____ RAW DATA

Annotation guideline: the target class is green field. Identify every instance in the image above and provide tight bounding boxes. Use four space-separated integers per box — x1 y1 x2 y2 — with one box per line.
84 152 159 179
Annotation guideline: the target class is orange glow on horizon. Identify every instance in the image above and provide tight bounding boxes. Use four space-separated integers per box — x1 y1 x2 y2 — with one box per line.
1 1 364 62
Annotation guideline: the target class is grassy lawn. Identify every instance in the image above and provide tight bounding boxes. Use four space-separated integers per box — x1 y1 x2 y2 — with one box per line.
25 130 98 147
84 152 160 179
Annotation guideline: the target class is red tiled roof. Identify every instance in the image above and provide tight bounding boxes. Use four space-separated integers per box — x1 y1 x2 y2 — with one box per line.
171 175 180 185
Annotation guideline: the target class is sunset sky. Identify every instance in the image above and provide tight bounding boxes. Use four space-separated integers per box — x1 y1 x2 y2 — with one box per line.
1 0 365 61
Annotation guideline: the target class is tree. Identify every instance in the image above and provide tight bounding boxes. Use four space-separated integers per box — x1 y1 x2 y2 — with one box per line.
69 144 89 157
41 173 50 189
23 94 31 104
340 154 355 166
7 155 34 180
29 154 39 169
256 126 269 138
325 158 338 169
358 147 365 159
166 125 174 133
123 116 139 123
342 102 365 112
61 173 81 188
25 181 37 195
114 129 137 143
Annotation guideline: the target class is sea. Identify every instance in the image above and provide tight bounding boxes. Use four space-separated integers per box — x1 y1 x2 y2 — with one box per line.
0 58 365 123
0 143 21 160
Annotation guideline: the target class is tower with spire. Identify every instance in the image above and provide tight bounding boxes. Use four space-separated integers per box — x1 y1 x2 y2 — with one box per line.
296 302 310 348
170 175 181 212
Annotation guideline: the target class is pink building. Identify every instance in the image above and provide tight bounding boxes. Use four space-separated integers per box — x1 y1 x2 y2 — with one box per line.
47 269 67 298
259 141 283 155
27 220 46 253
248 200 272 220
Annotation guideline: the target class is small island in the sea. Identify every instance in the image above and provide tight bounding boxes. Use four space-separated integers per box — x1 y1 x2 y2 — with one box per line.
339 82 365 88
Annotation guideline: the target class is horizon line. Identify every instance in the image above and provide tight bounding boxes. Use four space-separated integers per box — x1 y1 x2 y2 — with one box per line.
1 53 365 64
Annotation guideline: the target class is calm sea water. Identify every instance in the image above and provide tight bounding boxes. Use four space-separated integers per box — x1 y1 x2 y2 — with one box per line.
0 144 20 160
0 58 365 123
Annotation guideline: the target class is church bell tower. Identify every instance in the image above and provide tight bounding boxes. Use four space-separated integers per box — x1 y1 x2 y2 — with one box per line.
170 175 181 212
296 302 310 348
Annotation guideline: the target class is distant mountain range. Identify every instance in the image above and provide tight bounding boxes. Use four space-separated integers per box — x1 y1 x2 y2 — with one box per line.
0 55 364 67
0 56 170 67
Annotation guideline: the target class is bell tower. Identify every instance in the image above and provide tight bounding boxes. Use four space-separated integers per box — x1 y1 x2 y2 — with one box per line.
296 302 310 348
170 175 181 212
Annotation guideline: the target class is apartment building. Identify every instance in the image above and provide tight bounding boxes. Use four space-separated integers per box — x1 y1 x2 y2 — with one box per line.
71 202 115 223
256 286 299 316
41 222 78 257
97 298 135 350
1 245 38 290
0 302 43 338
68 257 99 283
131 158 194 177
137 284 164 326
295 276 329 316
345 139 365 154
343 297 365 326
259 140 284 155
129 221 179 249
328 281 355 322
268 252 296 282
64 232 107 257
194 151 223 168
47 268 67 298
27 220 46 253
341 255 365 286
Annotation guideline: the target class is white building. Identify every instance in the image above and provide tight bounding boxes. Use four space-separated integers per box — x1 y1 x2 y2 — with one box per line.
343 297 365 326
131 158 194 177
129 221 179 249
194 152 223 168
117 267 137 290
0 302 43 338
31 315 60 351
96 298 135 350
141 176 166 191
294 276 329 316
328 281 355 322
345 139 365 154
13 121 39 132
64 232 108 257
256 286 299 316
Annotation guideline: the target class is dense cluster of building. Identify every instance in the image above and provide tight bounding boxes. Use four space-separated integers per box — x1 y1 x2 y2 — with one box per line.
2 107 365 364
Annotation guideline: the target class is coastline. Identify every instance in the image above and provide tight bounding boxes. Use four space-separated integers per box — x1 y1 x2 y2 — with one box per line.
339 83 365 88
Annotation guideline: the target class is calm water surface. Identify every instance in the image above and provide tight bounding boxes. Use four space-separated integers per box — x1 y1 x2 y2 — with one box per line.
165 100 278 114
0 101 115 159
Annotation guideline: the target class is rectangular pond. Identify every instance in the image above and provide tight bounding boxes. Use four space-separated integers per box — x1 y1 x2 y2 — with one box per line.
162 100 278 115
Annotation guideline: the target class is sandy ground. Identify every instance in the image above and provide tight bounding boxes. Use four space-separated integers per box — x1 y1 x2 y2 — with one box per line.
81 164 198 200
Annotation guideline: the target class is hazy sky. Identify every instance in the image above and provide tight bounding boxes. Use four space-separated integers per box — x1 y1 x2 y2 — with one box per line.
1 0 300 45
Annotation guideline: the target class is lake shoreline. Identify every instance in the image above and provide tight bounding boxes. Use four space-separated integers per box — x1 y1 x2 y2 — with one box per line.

________

> _TASK DIRECTIONS_
The required output is the line holding "Annotation guideline: the target class is rectangular" plus every line after it in the data, reproduced exactly.

> _REPLY_
Annotation guideline: the target class is rectangular pond. Identify every instance in the image above and provide tight bounding boxes. Use four space-separated integers per box — x1 y1 x2 y2 — with one box per line.
162 100 278 115
Annotation guideline: the target class is sandy ground. Identify every instance in the image above and provide tight bounding boxes. Use four space-separated integers per box — x1 y1 x2 y2 — with one box per line.
81 164 198 200
Annotation guideline: the target class is hazy sky. Identify every instance in the image above and provide tight bounding boxes. Use four space-separated integers per box — x1 y1 x2 y2 — with one box per line.
1 0 300 45
Annotation guideline: the target class is lake shoreline. Identify every instance in the image above and provide tight bounding boxes. Use four space-separated integers per box — x1 y1 x2 y2 — with one box per line.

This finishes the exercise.